* [Aim of the exercise]: Convert each line from the one containing "Guideline — for every instance of the bird's foot, put" through the last line of the entries, both included, into a Markdown table with the columns Row and Text, where Row holds a running number, Text holds the line, and blank lines are omitted.

--- Begin ---

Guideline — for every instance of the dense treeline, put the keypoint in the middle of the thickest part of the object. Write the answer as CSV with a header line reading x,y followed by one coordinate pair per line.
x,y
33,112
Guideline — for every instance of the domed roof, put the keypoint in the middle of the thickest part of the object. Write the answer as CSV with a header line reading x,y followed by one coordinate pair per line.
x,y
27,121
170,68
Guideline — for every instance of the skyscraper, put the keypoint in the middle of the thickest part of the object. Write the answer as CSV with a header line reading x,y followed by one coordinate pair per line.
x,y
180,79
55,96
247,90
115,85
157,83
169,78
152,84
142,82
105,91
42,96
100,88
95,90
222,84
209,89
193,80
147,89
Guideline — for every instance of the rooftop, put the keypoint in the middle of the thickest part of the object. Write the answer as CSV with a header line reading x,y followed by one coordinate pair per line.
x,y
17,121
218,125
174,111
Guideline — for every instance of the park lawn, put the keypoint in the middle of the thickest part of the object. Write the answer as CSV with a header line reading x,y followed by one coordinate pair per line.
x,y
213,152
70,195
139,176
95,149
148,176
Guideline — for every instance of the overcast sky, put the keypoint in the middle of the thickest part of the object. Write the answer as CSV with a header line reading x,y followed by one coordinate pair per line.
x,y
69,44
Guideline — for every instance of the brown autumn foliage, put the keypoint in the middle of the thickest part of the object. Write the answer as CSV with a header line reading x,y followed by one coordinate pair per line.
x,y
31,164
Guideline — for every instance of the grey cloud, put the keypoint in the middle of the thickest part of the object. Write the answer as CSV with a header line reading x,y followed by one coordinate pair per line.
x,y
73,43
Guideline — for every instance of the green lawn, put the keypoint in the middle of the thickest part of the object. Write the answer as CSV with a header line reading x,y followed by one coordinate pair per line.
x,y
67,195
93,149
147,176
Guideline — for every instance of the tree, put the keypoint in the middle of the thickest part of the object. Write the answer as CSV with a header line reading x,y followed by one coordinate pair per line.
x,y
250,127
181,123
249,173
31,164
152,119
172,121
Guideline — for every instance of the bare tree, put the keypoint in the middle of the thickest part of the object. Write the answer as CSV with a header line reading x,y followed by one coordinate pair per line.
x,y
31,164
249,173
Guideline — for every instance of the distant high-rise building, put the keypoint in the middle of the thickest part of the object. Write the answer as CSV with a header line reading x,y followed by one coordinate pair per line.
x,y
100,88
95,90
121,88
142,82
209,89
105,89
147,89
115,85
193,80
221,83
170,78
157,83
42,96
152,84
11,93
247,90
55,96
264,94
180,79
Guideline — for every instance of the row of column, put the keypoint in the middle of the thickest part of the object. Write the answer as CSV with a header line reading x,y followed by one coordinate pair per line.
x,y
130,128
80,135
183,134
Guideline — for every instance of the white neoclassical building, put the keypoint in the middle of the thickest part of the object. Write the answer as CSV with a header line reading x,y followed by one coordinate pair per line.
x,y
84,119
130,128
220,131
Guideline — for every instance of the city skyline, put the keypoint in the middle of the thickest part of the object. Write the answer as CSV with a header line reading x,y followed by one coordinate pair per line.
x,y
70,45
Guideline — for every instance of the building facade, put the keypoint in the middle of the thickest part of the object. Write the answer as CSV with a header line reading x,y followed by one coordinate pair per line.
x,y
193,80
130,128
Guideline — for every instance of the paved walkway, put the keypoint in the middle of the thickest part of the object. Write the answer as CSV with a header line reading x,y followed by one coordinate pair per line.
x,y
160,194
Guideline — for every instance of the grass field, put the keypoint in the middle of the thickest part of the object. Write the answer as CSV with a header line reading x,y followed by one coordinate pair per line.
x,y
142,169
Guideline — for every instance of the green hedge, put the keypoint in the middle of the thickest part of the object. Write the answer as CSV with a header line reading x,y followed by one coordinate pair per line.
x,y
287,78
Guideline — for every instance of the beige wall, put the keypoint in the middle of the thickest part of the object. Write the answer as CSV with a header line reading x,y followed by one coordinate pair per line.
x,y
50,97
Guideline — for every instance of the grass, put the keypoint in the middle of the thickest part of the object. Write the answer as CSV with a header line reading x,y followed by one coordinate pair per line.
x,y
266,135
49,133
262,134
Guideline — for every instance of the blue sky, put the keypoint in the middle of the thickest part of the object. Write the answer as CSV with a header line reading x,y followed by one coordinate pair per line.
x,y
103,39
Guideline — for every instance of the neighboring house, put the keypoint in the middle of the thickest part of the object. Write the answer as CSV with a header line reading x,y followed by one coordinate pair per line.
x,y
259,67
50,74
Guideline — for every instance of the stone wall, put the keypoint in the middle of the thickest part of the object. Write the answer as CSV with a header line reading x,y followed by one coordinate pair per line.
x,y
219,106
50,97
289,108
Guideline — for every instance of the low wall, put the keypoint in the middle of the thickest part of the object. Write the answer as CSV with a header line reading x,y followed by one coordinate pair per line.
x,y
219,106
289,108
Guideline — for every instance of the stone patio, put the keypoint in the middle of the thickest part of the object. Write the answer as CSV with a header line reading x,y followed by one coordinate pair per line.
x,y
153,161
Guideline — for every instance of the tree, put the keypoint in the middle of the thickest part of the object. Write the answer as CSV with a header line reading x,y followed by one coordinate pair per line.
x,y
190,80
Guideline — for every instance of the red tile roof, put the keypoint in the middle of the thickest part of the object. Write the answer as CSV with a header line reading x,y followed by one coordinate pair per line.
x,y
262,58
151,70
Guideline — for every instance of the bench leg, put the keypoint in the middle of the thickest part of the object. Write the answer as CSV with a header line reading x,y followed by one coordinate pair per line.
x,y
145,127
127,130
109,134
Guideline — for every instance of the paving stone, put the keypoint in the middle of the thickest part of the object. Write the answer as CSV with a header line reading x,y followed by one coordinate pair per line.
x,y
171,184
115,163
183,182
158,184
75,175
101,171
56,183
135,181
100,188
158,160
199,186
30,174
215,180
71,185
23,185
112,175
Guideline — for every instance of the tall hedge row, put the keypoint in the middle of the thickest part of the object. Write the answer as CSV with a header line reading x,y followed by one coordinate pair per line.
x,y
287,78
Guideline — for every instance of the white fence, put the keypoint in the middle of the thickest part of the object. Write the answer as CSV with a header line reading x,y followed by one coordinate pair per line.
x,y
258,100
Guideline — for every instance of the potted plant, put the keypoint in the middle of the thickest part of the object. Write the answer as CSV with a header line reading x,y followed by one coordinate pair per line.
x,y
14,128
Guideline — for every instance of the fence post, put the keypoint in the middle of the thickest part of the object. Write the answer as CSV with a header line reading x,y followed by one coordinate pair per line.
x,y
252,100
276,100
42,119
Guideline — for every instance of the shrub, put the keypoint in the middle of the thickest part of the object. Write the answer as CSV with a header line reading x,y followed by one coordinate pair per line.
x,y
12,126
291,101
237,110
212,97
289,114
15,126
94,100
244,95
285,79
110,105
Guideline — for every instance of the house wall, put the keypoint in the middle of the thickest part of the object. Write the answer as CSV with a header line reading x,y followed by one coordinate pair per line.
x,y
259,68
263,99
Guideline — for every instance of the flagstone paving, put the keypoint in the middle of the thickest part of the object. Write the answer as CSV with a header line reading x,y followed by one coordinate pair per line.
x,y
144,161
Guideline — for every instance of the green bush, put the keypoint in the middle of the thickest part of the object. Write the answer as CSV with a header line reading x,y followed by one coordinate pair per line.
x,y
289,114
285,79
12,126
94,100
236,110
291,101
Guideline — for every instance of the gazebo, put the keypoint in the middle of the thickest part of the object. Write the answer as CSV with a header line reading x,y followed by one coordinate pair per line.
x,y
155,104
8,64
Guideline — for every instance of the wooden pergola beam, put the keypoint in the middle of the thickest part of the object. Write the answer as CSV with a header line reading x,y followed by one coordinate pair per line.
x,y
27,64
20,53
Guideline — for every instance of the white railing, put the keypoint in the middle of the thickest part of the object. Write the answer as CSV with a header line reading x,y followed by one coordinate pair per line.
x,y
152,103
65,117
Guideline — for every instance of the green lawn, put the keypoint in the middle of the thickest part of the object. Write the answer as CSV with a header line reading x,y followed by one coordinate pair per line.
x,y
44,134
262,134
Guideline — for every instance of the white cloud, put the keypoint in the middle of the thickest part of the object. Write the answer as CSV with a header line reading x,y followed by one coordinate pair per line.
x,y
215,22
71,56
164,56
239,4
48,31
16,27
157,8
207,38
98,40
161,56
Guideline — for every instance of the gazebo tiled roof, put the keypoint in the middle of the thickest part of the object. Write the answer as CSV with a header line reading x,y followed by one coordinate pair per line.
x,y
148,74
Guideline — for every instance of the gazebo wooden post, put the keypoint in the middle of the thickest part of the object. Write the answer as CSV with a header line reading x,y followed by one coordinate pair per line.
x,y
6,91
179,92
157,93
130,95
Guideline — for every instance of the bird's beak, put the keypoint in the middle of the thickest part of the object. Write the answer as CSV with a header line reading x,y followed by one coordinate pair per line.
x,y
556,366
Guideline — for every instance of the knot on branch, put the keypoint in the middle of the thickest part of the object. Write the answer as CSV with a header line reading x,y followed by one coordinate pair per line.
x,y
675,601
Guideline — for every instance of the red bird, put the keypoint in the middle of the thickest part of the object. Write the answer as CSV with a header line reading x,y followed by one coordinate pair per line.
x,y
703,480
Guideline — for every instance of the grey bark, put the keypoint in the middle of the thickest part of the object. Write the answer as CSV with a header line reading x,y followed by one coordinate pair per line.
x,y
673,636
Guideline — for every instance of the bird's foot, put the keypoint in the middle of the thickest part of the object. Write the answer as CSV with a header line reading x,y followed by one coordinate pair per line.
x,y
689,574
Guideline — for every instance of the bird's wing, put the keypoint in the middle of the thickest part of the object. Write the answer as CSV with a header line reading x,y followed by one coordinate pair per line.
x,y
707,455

--- End ---

* [Response]:
| Row | Text |
|---|---|
| 1 | Guideline — for every instance of the bird's foot, put the keypoint in the middle of the thickest part of the object. Write the answer as CSV with a header line reading x,y followed by one coordinate pair per line. |
| 2 | x,y |
| 3 | 689,574 |
| 4 | Guideline — for every instance of the bird's wing, put the keypoint in the middle of the thickest part of the object. Write the answer as CSV with a header line reading x,y followed by one coordinate pair per line. |
| 5 | x,y |
| 6 | 707,455 |